**Tarefas solicitadas**.
**A.** Segundo o texto sobre o Renault Captur, qual é o preço inicial da versão Zen 1.6?
**B.** Cite o trecho do texto sobre o Renault Captur que vai de "O mote da propaganda" até "ela se porta.".

**Texto fornecido**.
_ _ _ _ _ _ _

O mote da propaganda do Renault Captur é “design à primeira vista”. Isso mostra claramente que a aposta da marca francesa com este crossover é o estilo, que sem dúvida chama a atenção. Como a “femme fatale” que faz pescoços torcerem por onde passa. Mas como é viver com ela? Com a mais “fatale” de todas, a versão Intense, rolou uma certa decepção. Ficamos com essa curiosidade quanto à mais acessível delas, a Zen 1.6. E tivemos a chance de descobrir ao longo de uma semana como ela se porta.
A versão Zen 1.6 começa em R$ 78.900. Que, para bom entendedor, é R$ 79 mil. Mas a unidade que veio para nossas mãos também tinha o esquema de pintura “biton”, com teto em cor diferente do restante da carroceria (R$ 1.400), e com MediaNav e câmera de ré (R$ 1.990). Só que, como bem lembra o leitor Robson Carvalho, a tal pintura "biton" não sai por menos de R$ 2.900 no configurador do carro a não ser no caso do Captur Branco Glacier. Então estamos falando de um veículo de R$ 83.790, algo que já não o torna tão acessível quanto ele deveria ser.
Em um mercado com Hyundai Creta Pulse 1.6 (R$ 78.290), Nissan Kicks SV (R$ 84.900), Chevrolet Tracker LT (R$ 81.990), Jeep Renegade Sport 1.8 (R$ 80.790) e Honda HR-V LX (R$ 79.900), começar custando menos ajuda muito nas apresentações. Fora o Tracker, todos vêm com ESP. E com dois airbags, os obrigatórios por lei, enquanto o Captur vem com quatro. É uma das vantagens do Renault, fora o belo porta-malas de 437 litros.
O Creta Pulse tem stop/start, monitoramento de pressão dos pneus e faróis de neblina. O Kicks embrulha CVT, central multimídia de 7”, painel de instrumentos de 7” em TFT, bancos Zero Gravity confortabilíssimos, ar-condicionado digital e os sistemas ativos de estabilização de carroceria, de controle dinâmico em curvas e de freio-motor. Por fim, o HR-V tem outro belo porta-malas de 437 l, freio de mão eletrônico, volante regulável em altura e profundidade (como o Kicks), sistema ULT e a menor desvalorização do mercado. Talvez por ser líder do segmento, talvez pela boa reputação da Honda.

_ _ _ _ _ _ _

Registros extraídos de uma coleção
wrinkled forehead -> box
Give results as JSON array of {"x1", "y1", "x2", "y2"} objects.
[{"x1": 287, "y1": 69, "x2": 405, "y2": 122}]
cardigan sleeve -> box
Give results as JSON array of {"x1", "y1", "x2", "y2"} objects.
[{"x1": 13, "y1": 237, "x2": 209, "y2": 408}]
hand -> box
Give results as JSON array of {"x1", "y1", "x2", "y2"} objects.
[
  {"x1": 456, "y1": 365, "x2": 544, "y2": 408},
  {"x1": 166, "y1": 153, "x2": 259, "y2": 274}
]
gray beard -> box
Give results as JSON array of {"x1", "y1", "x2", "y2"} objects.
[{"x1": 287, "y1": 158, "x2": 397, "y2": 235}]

_ _ _ _ _ _ _

**Respostas fornecidas**.
**A.** R$ 78.900.

**B.**
O mote da propaganda do Renault Captur é “design à primeira vista”. Isso mostra claramente que a aposta da marca francesa com este crossover é o estilo, que sem dúvida chama a atenção. Como a “femme fatale” que faz pescoços torcerem por onde passa. Mas como é viver com ela? Com a mais “fatale” de todas, a versão Intense, rolou uma certa decepção. Ficamos com essa curiosidade quanto à mais acessível delas, a Zen 1.6. E tivemos a chance de descobrir ao longo de uma semana como ela se porta.